→ **Data to use**
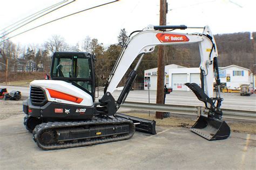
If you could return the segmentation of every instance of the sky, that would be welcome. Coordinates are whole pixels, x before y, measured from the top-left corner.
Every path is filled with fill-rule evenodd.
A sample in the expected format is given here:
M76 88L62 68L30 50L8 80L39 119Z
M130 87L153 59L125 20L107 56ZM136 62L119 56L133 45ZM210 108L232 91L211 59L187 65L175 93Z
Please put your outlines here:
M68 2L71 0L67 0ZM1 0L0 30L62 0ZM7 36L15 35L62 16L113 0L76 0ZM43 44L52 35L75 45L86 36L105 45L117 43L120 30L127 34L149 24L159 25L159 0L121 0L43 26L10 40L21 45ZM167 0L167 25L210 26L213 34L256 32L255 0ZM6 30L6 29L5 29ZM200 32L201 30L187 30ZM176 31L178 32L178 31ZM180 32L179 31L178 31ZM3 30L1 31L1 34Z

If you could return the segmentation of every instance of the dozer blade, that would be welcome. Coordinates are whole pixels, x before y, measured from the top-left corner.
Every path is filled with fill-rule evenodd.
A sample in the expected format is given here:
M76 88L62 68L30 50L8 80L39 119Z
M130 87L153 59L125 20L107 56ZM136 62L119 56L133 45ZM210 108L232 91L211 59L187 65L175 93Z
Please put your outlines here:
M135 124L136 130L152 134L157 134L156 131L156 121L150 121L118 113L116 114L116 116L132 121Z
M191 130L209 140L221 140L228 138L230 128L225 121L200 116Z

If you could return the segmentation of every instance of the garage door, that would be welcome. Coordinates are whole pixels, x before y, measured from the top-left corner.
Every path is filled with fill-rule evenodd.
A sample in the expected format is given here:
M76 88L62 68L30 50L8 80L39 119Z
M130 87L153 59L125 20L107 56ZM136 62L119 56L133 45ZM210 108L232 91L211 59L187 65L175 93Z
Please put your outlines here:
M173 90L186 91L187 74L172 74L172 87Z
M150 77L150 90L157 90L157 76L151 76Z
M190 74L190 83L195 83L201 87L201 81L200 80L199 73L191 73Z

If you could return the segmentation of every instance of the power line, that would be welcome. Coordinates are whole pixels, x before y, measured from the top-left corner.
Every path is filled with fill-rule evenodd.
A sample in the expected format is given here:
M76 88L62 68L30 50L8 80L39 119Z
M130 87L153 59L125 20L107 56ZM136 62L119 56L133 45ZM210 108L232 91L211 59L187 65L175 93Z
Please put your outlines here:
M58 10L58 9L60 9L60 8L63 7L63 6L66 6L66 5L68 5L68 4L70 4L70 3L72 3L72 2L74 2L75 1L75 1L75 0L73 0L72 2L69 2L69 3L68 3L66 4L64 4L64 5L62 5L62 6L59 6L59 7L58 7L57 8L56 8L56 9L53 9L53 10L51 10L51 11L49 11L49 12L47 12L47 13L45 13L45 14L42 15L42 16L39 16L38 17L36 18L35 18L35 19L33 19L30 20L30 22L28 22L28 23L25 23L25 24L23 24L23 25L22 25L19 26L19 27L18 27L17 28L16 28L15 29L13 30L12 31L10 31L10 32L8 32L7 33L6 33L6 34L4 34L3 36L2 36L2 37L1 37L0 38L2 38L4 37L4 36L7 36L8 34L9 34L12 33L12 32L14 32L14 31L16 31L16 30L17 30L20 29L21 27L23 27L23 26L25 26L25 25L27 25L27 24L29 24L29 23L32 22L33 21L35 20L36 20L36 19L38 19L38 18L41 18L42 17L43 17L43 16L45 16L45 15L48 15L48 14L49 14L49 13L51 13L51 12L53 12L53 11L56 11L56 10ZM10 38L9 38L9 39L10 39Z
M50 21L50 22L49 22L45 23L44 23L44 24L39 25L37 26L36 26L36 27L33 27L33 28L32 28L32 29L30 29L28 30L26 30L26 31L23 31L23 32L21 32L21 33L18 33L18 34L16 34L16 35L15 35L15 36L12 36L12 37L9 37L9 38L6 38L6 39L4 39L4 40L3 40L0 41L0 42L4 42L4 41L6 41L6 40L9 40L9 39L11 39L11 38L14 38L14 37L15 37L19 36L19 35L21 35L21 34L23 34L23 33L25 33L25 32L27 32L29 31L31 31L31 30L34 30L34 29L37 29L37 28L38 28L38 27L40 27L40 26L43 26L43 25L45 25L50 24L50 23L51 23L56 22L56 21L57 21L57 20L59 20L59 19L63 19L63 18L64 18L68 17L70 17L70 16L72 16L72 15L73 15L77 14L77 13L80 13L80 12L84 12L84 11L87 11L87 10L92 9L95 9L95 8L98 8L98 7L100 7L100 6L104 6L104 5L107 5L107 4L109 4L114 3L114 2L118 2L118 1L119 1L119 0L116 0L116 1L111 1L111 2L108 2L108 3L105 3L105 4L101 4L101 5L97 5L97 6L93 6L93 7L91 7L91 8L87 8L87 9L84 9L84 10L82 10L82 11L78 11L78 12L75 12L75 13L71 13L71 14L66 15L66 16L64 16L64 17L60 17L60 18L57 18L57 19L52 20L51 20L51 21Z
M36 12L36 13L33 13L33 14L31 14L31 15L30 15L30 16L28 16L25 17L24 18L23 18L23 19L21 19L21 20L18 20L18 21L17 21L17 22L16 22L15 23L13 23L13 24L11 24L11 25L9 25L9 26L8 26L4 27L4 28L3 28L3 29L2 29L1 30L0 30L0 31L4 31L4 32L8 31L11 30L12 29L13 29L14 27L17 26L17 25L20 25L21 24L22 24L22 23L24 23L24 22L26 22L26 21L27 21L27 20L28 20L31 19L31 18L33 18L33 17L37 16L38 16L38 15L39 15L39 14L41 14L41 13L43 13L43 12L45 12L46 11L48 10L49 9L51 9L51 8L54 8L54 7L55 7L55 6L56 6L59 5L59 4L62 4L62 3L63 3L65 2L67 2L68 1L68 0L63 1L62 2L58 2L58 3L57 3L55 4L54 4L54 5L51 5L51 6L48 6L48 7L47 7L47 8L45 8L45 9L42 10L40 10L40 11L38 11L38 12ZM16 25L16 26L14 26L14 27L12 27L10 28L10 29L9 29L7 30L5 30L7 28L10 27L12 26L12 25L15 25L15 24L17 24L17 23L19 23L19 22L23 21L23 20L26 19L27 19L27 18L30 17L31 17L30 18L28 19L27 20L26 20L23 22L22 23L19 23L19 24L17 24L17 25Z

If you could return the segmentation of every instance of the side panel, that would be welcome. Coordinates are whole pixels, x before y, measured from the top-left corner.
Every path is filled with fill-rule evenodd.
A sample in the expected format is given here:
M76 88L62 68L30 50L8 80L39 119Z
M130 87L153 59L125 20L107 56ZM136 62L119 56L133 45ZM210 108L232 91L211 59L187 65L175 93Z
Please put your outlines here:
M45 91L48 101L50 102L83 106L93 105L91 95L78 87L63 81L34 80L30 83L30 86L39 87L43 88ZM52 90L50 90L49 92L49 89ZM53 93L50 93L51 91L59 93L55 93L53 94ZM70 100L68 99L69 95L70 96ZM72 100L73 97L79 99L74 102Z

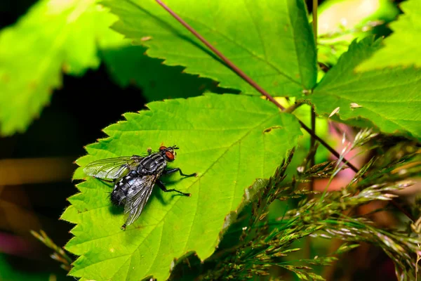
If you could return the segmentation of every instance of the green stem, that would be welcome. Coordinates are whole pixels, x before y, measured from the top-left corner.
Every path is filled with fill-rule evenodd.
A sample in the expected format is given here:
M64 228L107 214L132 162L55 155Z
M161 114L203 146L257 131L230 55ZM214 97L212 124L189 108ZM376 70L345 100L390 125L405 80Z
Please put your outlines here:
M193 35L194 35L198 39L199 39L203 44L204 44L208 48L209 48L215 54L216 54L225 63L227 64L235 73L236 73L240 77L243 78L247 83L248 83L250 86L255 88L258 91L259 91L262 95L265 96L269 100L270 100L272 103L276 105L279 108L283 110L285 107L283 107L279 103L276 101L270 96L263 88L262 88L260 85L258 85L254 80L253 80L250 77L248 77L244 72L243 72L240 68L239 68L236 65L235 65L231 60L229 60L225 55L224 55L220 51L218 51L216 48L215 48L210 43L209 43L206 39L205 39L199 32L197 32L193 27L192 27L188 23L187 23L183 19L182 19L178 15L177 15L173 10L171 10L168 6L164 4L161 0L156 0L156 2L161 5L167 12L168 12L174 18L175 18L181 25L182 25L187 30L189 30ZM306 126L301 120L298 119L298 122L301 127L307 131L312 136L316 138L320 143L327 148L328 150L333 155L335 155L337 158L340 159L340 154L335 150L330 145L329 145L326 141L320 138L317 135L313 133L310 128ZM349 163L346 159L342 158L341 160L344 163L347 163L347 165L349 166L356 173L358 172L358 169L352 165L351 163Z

→ **Instructions for the task**
Begin at the line in the material that contains "of the dozer" and stop after the line that contains "M190 74L190 83L195". Express those lines as a JSON list with one string per line, leaving out blank lines.

→ **Exercise response**
[
  "If you could return the segmentation of every instance of the dozer blade, that would be welcome. Coordinates are whole pixels, x before y, measured from the top-left corner.",
  "Every path is filled with fill-rule evenodd.",
  "A sample in the expected format is given here:",
  "M76 88L62 68L30 50L8 80L39 119Z",
  "M130 87L153 59L125 20L107 56ZM136 62L119 56L133 45ZM210 108L232 91L211 59L187 65L175 93Z",
  "Please put your outlines here:",
  "M135 124L136 130L152 134L157 134L156 131L156 121L150 121L118 113L116 114L116 116L132 121Z",
  "M191 130L209 140L221 140L228 138L230 128L225 121L200 116Z",
  "If you could return the segmentation of every instance of the garage door, that would be welcome. Coordinates are whole pixels, x before y, measured from the top-left corner.",
  "Every path is filled with fill-rule evenodd.",
  "A sample in the expected format is given here:",
  "M76 88L62 68L30 50L8 80L39 119Z",
  "M130 87L153 59L125 20L107 56ZM136 62L119 56L133 45ZM210 108L232 91L211 59L187 65L175 93Z",
  "Please put your outlines here:",
  "M173 90L186 91L187 74L172 74L172 87Z",
  "M150 77L150 90L157 90L157 76L151 76Z",
  "M190 74L190 83L195 83L201 87L201 81L200 80L199 73L191 73Z"
]